▶ **PROMPT**: Set down, word for word, the lines from the one holding "of the paved" to the final line, both included, and skip the pictures.

○ ○ ○

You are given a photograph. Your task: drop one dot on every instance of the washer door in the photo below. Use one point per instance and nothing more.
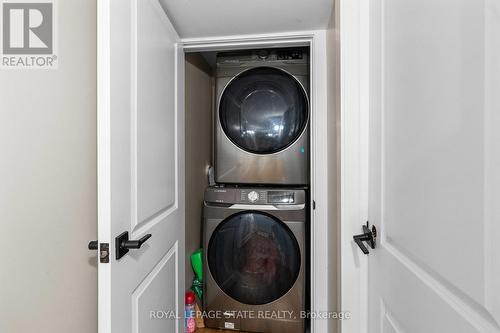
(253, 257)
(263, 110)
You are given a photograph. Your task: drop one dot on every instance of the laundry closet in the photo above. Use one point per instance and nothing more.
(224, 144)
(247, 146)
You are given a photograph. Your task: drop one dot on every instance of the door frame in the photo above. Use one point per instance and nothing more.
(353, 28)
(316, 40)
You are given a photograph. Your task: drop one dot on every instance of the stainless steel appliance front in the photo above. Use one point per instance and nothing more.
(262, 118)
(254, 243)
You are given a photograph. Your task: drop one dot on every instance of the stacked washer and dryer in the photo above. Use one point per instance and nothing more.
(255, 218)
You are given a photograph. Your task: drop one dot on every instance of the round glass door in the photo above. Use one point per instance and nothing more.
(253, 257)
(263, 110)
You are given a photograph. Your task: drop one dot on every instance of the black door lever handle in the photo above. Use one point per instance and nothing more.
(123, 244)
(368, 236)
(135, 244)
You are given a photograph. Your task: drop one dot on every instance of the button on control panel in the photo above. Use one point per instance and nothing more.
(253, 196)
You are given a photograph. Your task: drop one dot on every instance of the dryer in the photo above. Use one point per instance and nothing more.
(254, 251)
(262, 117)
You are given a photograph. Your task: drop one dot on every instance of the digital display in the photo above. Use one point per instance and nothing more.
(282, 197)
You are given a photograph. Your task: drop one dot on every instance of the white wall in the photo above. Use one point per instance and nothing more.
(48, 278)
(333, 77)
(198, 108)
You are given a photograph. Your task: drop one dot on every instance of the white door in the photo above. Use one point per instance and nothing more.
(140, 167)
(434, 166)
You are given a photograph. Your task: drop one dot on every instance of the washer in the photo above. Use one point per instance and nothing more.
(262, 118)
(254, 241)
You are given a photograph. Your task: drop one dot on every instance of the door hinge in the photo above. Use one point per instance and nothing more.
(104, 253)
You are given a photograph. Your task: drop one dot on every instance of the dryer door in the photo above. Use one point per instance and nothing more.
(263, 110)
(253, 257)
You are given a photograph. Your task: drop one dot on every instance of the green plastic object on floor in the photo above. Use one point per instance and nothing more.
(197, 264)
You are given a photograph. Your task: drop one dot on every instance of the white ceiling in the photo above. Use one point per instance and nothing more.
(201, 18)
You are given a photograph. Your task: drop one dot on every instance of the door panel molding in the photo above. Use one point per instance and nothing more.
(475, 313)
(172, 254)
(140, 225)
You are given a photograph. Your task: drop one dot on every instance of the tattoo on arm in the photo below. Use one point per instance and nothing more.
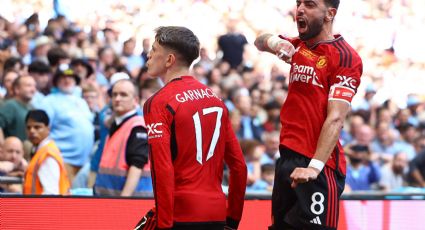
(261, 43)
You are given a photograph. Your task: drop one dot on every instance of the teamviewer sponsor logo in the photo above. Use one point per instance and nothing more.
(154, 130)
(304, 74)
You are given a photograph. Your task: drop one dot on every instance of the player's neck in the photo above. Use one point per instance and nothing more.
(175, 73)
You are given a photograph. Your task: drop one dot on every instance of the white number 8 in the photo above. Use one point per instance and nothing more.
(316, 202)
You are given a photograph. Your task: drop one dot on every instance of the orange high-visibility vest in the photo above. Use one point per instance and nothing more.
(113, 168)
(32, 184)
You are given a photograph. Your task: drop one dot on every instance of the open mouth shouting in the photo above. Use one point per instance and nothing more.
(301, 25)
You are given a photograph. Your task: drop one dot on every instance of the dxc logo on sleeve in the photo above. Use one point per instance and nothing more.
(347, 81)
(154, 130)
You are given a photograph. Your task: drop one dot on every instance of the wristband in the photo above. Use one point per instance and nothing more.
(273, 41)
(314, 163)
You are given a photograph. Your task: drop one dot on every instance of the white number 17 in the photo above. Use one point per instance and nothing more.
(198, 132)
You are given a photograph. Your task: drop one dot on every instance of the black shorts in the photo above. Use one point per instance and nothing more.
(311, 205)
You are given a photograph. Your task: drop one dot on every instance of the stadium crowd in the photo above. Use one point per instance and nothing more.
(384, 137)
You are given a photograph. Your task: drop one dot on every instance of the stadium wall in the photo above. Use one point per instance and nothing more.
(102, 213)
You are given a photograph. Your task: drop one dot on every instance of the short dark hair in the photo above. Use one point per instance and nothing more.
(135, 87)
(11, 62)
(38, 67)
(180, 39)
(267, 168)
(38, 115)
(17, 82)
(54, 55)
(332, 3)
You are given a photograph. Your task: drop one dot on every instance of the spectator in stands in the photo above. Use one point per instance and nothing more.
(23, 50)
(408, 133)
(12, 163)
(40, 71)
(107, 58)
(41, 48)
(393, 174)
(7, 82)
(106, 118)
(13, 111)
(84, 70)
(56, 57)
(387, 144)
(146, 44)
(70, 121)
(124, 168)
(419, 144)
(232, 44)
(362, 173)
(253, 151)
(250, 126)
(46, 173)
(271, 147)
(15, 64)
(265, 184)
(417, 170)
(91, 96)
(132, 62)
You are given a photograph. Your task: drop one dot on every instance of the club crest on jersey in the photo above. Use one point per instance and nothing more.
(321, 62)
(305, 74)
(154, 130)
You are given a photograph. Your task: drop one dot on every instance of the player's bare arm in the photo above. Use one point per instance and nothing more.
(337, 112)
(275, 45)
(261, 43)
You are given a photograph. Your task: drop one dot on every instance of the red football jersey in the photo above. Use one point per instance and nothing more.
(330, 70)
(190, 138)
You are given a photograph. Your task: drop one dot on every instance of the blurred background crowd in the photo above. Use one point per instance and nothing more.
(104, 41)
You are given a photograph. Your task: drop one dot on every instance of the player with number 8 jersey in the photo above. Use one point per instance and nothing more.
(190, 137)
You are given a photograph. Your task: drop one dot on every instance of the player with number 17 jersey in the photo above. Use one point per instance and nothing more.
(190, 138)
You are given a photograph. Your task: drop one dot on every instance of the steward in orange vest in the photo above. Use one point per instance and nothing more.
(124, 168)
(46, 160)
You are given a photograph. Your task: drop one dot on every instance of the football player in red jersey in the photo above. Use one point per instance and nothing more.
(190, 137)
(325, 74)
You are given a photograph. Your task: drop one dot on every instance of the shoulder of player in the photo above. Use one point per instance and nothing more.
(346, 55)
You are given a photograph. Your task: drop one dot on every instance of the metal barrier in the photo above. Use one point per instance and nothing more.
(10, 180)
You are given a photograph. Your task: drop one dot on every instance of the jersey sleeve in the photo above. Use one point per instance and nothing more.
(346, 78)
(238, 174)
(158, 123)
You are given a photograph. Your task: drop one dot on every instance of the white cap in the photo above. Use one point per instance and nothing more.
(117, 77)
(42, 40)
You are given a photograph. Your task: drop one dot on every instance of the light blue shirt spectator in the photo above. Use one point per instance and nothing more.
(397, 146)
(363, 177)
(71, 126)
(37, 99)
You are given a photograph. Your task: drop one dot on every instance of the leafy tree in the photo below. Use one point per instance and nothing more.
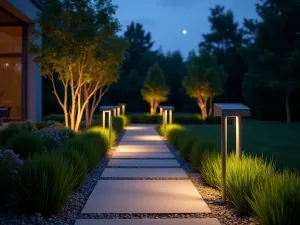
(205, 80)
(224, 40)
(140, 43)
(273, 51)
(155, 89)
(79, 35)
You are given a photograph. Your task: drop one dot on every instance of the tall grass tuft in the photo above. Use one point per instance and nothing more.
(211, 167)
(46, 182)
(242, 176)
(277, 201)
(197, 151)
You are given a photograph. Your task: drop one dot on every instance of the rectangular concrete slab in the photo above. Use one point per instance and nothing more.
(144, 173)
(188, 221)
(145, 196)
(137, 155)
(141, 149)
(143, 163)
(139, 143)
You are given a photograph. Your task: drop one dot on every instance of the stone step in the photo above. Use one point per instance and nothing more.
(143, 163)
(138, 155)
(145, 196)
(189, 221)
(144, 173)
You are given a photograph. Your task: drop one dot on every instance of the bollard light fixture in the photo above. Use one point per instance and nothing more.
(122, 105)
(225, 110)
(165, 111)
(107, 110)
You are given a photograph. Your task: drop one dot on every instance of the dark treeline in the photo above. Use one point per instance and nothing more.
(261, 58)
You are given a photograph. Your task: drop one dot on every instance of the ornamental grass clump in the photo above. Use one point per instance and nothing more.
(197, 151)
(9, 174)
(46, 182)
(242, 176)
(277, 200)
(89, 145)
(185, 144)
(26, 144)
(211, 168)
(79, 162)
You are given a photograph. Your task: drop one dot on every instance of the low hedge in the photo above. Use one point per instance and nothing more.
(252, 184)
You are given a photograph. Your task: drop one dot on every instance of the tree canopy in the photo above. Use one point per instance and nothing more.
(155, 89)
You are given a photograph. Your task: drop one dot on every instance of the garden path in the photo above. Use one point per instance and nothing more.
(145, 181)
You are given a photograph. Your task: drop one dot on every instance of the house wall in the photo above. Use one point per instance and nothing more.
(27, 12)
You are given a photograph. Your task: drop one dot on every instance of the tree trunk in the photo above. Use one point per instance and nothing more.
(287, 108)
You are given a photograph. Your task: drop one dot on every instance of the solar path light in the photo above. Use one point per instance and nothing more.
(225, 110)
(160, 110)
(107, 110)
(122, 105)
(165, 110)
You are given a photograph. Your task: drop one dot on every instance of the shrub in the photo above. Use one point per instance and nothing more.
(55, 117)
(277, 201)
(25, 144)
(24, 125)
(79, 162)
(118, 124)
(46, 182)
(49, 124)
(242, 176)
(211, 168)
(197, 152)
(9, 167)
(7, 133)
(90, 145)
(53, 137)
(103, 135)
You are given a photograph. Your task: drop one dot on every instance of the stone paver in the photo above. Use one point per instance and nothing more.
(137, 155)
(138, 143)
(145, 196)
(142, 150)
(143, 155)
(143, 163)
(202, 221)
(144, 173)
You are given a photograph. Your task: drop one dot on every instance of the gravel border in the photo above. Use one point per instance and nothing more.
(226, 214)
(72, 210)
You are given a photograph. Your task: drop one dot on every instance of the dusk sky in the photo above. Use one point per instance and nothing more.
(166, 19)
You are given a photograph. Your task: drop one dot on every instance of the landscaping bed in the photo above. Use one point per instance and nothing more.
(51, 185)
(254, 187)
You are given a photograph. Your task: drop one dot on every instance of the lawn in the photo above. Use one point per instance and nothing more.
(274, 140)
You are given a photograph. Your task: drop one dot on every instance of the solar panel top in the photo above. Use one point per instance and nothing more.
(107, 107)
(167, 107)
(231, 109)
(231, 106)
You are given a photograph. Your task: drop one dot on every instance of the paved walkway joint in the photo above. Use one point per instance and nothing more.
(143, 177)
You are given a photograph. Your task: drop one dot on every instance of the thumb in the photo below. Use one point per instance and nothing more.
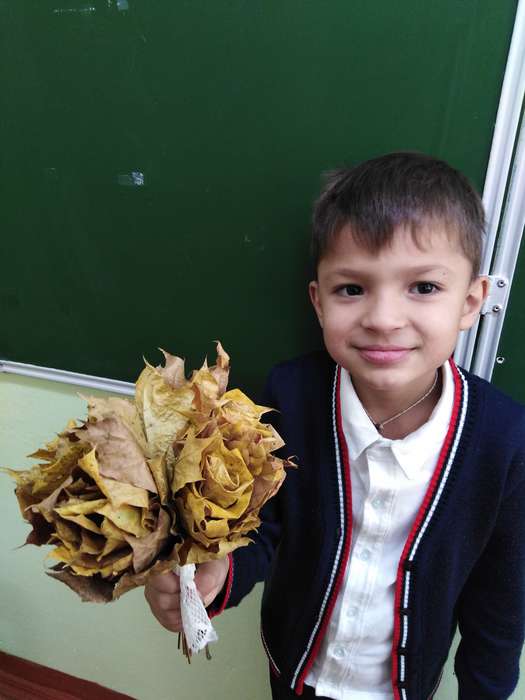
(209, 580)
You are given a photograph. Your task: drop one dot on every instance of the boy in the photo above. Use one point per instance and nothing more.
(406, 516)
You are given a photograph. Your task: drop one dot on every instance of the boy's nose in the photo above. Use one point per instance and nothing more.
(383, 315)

○ ○ ○

▶ **ANSWER IN FULL**:
You are given a photograph. Your task: drop one dot on every instance of the paved walkway joint in the photo above. Use one point per instance and nothing more.
(143, 177)
You are given a photograph. Your task: drop one dot on every instance of the thumb in the photo below. Use one point per instance and nothing more.
(209, 580)
You are given a photograph. Your task: drop one dot on every instance of the boy in the photo above. Use one point per instance and nothing more.
(406, 516)
You are given a photograph. Your task: drop one dot on every instance of the boy's nose in the photo above. Use one point per instance and nothing more.
(383, 315)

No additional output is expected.